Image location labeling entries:
* * *

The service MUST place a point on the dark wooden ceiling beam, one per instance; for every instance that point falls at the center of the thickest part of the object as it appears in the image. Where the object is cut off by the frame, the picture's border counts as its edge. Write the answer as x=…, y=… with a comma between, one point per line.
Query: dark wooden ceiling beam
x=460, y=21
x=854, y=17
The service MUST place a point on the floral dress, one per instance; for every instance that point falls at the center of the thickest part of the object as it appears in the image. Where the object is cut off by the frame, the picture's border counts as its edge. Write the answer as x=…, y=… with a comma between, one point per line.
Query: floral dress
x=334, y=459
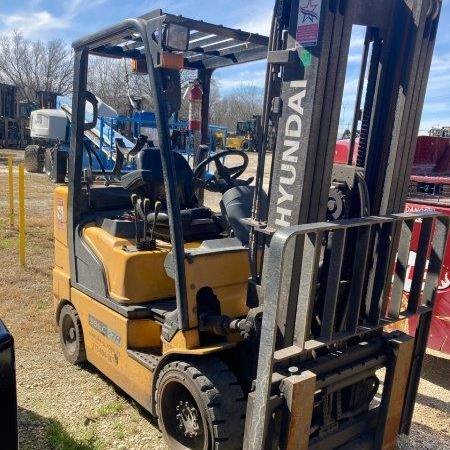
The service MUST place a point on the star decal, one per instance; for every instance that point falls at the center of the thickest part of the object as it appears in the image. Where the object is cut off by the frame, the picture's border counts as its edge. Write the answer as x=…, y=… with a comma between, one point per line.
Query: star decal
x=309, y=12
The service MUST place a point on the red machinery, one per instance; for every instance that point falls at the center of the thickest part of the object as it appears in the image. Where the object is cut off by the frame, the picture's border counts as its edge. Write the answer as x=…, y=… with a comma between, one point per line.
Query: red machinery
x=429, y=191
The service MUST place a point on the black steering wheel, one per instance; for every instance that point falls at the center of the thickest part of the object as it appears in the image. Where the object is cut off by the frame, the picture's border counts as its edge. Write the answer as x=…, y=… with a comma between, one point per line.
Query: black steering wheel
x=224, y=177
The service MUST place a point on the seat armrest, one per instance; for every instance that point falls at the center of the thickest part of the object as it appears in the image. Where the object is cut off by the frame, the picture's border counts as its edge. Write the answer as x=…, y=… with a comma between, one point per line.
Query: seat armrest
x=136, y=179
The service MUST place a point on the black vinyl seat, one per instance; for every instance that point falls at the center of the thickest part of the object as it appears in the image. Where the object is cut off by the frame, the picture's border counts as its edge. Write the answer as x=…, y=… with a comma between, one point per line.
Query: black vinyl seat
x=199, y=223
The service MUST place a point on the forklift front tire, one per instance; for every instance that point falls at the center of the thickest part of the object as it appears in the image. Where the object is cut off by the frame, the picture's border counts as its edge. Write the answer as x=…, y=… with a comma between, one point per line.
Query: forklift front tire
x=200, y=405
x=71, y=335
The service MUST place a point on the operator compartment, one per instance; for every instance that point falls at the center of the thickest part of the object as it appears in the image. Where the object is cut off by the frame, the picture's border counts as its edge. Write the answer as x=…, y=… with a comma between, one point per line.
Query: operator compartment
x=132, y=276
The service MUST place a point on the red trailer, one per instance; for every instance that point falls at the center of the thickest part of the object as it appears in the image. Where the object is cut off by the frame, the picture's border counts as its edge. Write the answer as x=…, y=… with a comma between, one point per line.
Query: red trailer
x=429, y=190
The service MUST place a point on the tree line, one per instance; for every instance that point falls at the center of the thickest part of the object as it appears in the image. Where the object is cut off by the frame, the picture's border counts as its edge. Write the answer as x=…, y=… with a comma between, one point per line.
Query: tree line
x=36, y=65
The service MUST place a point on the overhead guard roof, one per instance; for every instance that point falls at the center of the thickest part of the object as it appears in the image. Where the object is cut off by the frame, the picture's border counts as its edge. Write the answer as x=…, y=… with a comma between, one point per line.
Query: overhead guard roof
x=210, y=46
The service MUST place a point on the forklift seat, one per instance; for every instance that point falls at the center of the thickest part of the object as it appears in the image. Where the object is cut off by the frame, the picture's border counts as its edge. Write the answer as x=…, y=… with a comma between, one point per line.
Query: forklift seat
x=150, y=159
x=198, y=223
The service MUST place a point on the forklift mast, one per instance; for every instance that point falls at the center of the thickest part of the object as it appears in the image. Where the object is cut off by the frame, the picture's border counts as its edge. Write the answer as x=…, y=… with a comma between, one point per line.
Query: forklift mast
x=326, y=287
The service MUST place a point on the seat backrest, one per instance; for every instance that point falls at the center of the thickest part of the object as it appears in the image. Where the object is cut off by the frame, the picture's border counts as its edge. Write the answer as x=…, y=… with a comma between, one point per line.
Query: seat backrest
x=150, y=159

* * *

Reproduce the listing above in full, changing every occurrence of "thickest part" to "widest part" and leaving all other text as it stands. Omit the pictures from your reproduction.

REPLY:
The service MUST place a point on the dark wooden ceiling beam, one per instance; for every instance that point falls at the center of the widest part of the object as it appears in the image. Where the object is cut off by the frame, the picture's border counts as its edge. Write the answer as x=…, y=… with a comma between, one point per line.
Query: dark wooden ceiling beam
x=460, y=21
x=854, y=17
The service MUST place a point on the floral dress, one per instance; for every instance that point falls at the center of the widest part of the object as it appears in the image. Where the object is cut off by the frame, the picture's border counts as its edge. Write the answer as x=…, y=… with a comma between, one point per line.
Query: floral dress
x=334, y=459
The service MUST place a point on the star decal, one per instance; for every instance that point falls at the center of the widest part of the object as it appears in the image. Where the object is cut off by the frame, the picture's border counts as its edge. Write the answer as x=…, y=… with a comma between, one point per line.
Query: star decal
x=309, y=12
The service MUST place a point on the red machinery, one per instance; for every instance that point falls at the center of the widest part of the object as it appears in the image. Where the object is cut off by the frame, the picture's border counts as its edge. Write the answer as x=…, y=… with a comma between, one point per line.
Query: red machinery
x=429, y=191
The service MUST place a point on the black steering wheel, one per instance; for every instance that point falls at the center of the widest part of the object as it appears in the image. Where the object is cut off by the frame, the picture's border counts as its edge. Write the answer as x=…, y=… with a comma between, one point per line.
Query: black steering wheel
x=224, y=177
The service MUST place a point on the seat armrest, one per instance; for every instance that point falls at the center of the widest part of the object as it appears in the image. Where the object is cut off by the frame, the picture's border counts as its edge. Write the answer as x=…, y=… with a comma between, one point per line.
Query: seat armrest
x=136, y=179
The service MUST place a point on the black vinyl seat, one per instance; for every instance that point falls at the center of the widest part of the object as it appears in the image. Where the object is cut off by the frame, the picture's border counts as its edge. Write the answer as x=…, y=… with a comma between, one point per line.
Query: black vinyl seat
x=199, y=223
The service MUST place a point on the forklift front tire, one per instance; for every instance that point falls at the center of the widest part of the object as it appears in the image. Where the object is cut off by the frame, the picture's border counts as its edge. Write the answer as x=…, y=… with a comma between, one point per line.
Query: forklift front tire
x=200, y=405
x=71, y=335
The service MUST place a point on the operator compartment, one per instance; for every instance that point falls at the center of the widest part of the object as it appears in the image. Where the object is cut off by the frame, the picture's border counts as its edge. Write the answer as x=…, y=… with a comma between, one point per line.
Query: operator compartment
x=132, y=276
The service MUST place a point on the red trailer, one per instance; for every instance that point falls at the center of the widest part of the object as it appears in the image. Where the object is cut off by the frame, the picture's border counts as its edge. Write the answer as x=…, y=… with a comma between, one point per line.
Query: red trailer
x=429, y=190
The service MUST place a point on the tree line, one per instance; for every instance that point falls at the center of the widest part of the object as it appears in the image. Where the object is cut off by the frame, the picture's border counts as its edge. Write the answer as x=…, y=… with a comma between, one point per line.
Query: tree line
x=36, y=65
The service MUST place a point on the overhead guard roof, one per instance; for every instance that point falls at the center of the widest part of the object as it appears in the image. Where the object is cut off by the frame, the picture's border counts as its edge. Write the answer as x=…, y=… with a comma between, one point per line.
Query: overhead guard roof
x=210, y=46
The service MUST place a point on the forklift seat, one per instance; for every instance that point falls at the center of the widest part of the object as it appears in the image. Where the object is cut off by the frame, the picture's border counts as its edge. Write the answer as x=…, y=… with a comma between, one point per line.
Query: forklift seat
x=150, y=159
x=198, y=223
The service MUST place a point on the forklift mast, one per instance; for every instance that point falls at the center of the widest part of the object as it appears in the image. Where the object is cut off by the frame, the picture's border counts as its edge. Write the answer as x=…, y=… with a comma between, one point per line.
Query: forklift mast
x=326, y=287
The service MUST place a point on the seat backrest, one per instance; for every instance that point falls at the center of the widest part of the object as it appears in the image. Where the object is cut off by the frame, the picture's border counts as its edge. Write the answer as x=…, y=… with a comma between, one point per line.
Query: seat backrest
x=150, y=159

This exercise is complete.